## Provided material:

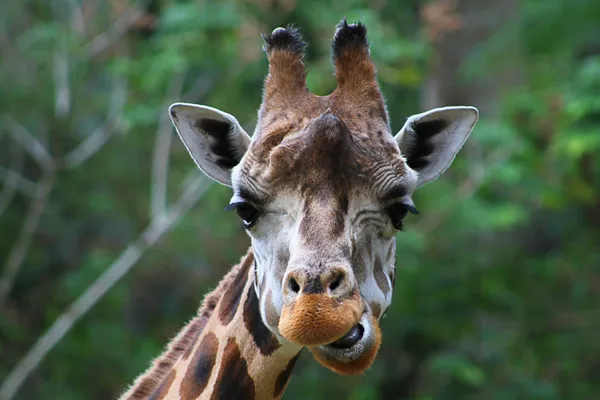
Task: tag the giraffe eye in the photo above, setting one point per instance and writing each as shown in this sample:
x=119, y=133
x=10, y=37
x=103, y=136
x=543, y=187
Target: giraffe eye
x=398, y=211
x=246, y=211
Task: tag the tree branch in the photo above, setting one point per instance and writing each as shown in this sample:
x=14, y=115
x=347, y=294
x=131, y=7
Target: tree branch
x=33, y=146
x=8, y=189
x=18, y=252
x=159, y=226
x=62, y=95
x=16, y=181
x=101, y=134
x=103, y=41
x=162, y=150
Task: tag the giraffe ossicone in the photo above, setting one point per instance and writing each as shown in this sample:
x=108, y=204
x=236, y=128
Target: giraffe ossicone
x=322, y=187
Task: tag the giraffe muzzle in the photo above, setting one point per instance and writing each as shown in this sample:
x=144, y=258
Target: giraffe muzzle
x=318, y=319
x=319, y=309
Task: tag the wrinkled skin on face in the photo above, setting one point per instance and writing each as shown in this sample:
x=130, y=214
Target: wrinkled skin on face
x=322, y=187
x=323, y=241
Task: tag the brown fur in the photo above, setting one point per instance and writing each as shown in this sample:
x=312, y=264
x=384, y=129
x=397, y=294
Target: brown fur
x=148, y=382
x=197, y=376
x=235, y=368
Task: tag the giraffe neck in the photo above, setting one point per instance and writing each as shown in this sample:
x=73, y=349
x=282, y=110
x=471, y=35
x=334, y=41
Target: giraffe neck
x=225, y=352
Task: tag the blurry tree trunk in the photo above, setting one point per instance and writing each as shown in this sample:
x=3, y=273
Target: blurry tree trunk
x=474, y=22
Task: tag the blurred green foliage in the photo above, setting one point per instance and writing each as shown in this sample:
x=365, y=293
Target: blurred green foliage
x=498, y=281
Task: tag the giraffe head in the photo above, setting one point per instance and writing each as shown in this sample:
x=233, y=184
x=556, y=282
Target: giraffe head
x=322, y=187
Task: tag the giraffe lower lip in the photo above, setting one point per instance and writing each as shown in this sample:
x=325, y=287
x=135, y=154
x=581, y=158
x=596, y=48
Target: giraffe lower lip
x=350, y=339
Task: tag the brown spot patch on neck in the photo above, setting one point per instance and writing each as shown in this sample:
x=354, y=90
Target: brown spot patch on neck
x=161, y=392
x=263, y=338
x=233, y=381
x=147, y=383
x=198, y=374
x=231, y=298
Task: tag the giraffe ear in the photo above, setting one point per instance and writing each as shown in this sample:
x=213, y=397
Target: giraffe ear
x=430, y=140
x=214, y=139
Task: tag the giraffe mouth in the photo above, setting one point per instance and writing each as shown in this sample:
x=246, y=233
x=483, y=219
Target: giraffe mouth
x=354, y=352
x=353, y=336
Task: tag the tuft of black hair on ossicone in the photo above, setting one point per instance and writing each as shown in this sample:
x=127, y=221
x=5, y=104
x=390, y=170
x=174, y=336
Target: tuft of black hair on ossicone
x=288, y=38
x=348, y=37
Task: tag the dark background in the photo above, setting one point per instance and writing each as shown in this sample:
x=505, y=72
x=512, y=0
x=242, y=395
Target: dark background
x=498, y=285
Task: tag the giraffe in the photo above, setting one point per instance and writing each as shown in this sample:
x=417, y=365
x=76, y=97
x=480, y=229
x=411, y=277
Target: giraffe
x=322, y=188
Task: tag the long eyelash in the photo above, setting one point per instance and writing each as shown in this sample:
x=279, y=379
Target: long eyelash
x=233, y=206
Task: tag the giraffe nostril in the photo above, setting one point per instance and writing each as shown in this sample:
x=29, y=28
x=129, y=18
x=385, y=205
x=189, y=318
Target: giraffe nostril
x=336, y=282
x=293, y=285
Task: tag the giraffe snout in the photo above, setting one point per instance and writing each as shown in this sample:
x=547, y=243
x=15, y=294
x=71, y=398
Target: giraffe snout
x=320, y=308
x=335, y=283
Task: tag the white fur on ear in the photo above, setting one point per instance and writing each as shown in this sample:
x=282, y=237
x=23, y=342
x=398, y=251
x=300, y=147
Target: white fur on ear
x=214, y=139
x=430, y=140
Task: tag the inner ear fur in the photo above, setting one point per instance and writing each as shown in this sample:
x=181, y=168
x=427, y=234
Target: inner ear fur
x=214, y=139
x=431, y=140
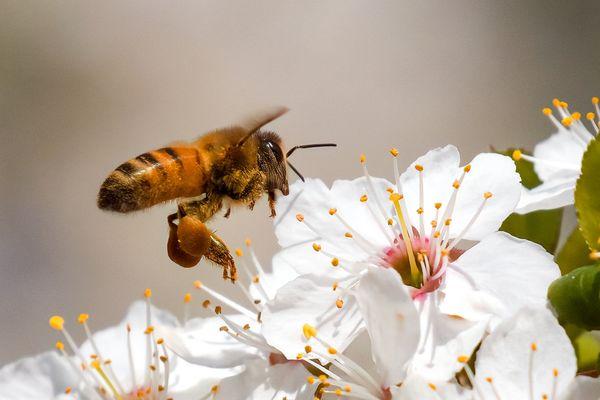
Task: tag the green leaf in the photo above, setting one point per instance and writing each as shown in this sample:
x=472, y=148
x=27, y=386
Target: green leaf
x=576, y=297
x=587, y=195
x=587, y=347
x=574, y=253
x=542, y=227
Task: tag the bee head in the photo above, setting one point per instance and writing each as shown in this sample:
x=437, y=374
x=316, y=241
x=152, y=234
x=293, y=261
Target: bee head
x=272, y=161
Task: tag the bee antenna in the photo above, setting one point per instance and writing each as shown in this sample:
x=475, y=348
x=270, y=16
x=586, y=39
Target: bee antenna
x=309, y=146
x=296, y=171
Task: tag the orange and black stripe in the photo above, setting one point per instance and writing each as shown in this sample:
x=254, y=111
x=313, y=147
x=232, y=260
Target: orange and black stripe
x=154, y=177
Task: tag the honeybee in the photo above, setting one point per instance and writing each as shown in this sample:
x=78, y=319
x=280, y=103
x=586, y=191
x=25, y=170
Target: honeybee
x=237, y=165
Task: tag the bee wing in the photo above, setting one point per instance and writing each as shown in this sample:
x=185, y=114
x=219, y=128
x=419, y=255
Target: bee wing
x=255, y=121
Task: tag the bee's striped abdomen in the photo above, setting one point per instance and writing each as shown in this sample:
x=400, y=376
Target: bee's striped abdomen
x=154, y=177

## Problem requirements:
What is needed is an exact restatement of the lines from the line with "x=23, y=342" through the final line of the data, pictures excluded.

## Answer to the exercise:
x=23, y=342
x=398, y=251
x=300, y=147
Target: white fur on ear
x=214, y=139
x=430, y=140
Task: tag the inner ear fur in the photo above, setting one point per instance and writing each as shown in this sample:
x=181, y=168
x=427, y=234
Target: inner ear fur
x=214, y=139
x=431, y=140
Task: tag the green leaf in the photo above, setting one point per instance and writing each as shown in this sample:
x=472, y=148
x=27, y=386
Target: green leaf
x=576, y=297
x=587, y=195
x=587, y=347
x=574, y=253
x=542, y=227
Task: tag the bee head in the photo above, setting one point per instance and writing each as shown in this sample:
x=437, y=374
x=316, y=241
x=152, y=234
x=293, y=261
Target: bee head
x=272, y=161
Task: tag the bee antenna in the photo above, setting one point per instance and writing each as shown in this sample:
x=475, y=348
x=270, y=16
x=586, y=39
Target: bee antenna
x=309, y=146
x=296, y=171
Task: tag the orange and black stripe in the photo above, setting one point per instance and writing each as shown in this sample:
x=254, y=111
x=313, y=147
x=232, y=260
Target: orange and black stripe
x=154, y=177
Task: tag the honeybee in the photo above, setting one point per instance and writing each as shown in this sample:
x=78, y=319
x=280, y=103
x=586, y=191
x=25, y=170
Target: honeybee
x=237, y=165
Task: tag the bee wing in the photo above, setting one point per instance and writing each as shown in this sample:
x=185, y=114
x=219, y=128
x=419, y=255
Target: bee wing
x=255, y=121
Task: tag the bee's striped abdomen in the photo above, setting one point per instance and writing each as shown in this sample:
x=400, y=376
Target: bee's striped abdomen
x=154, y=177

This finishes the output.